### SET TASK A
Which function names appear in the gdb backtrace frames #0 through #5 of the forum post below?

--- start of PAGE EXCERPT ---

As re the btl_sm_num_fifos thing, it could be a bit of a red herring,
it's just something I started to use following one of the previous bug
reports. However, it changes the behaviour pretty markedly - with
the sample program I submitted (eg, the send recvs looping around),
and with OpenMPI 1.3.2 (the version where I see the most extreme
problems, eg things fail every run), this always works
mpirun -np 6 -mca btl_sm_num_fifos 5 -mca btl sm,self ./diffusion-mpi
and other larger numbers for num_fifos also seems to reliably work,
but 4 or less
mpirun -np 6 -mca btl_sm_num_fifos 4 -mca btl sm,self ./diffusion-mpi
always hangs, as before - after some number of iterations, sometimes
fewer, sometimes more, always somewhere in the MPI_Sendrecv:
(gdb) where
#0 0x00002b9b0a661e80 in opal_progress@plt () from /scinet/gpc/mpi/
openmpi/1.3.2-gcc-v4.4.0-ofed/lib/libmpi.so.0
#1 0x00002b9b0a67e345 in ompi_request_default_wait () from /scinet/
gpc/mpi/openmpi/1.3.2-gcc-v4.4.0-ofed/lib/libmpi.so.0
#2 0x00002b9b0a6a42c0 in PMPI_Sendrecv () from /scinet/gpc/mpi/
openmpi/1.3.2-gcc-v4.4.0-ofed/lib/libmpi.so.0
#3 0x00002b9b0a43c540 in pmpi_sendrecv__ () from /scinet/gpc/mpi/
openmpi/1.3.2-gcc-v4.4.0-ofed/lib/libmpi_f77.so.0
#4 0x0000000000400eab in MAIN__ ()
#5 0x0000000000400fda in main (argc=1, argv=0x7fffb92cc078)

--- end of PAGE EXCERPT ---
--- start of INPUT ---

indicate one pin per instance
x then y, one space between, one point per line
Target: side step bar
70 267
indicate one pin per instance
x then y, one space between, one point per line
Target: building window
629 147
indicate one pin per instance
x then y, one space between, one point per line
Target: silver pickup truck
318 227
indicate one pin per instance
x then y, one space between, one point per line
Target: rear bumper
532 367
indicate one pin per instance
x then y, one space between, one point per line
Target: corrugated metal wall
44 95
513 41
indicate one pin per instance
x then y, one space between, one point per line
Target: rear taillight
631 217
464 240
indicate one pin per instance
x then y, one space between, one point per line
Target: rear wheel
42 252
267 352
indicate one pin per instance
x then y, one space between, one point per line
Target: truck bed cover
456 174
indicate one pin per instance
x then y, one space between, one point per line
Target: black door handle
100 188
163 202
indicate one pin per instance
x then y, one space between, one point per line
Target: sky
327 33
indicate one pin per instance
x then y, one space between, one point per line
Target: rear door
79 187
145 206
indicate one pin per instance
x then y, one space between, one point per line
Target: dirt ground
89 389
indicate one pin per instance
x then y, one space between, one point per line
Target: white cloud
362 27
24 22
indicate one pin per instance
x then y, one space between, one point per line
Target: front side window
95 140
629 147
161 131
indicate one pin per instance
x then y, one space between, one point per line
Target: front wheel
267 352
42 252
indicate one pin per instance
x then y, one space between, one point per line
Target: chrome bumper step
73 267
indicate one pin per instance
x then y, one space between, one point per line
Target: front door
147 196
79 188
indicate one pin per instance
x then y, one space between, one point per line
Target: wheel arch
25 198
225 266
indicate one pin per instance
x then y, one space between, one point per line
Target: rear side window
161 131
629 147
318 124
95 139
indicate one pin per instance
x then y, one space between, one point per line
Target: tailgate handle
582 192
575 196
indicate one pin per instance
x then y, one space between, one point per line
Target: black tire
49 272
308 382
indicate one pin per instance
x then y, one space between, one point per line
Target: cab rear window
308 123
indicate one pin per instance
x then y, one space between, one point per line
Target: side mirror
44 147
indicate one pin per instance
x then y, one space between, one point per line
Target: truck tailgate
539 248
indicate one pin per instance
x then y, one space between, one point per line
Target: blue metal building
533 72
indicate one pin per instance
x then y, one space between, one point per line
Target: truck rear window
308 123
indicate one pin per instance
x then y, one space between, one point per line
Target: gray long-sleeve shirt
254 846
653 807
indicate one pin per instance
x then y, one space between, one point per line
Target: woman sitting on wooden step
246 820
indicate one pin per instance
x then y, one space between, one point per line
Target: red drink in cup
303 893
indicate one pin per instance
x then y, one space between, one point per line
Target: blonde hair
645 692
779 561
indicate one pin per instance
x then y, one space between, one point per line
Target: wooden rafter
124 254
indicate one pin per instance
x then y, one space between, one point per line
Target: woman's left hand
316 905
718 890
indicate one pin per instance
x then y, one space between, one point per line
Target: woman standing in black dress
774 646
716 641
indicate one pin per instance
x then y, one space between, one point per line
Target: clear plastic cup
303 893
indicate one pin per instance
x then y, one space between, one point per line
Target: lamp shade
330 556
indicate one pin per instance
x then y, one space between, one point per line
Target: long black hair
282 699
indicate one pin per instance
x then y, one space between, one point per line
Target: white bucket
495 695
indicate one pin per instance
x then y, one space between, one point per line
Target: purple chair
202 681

--- end of INPUT ---

### SET TASK B
Which lines of the rows above contain the string "white"? Show each such line, treating case as significant.

### TASK OUTPUT A
opal_progress@plt
ompi_request_default_wait
PMPI_Sendrecv
pmpi_sendrecv__
MAIN__
main

### TASK OUTPUT B
Target: white cloud
Target: white bucket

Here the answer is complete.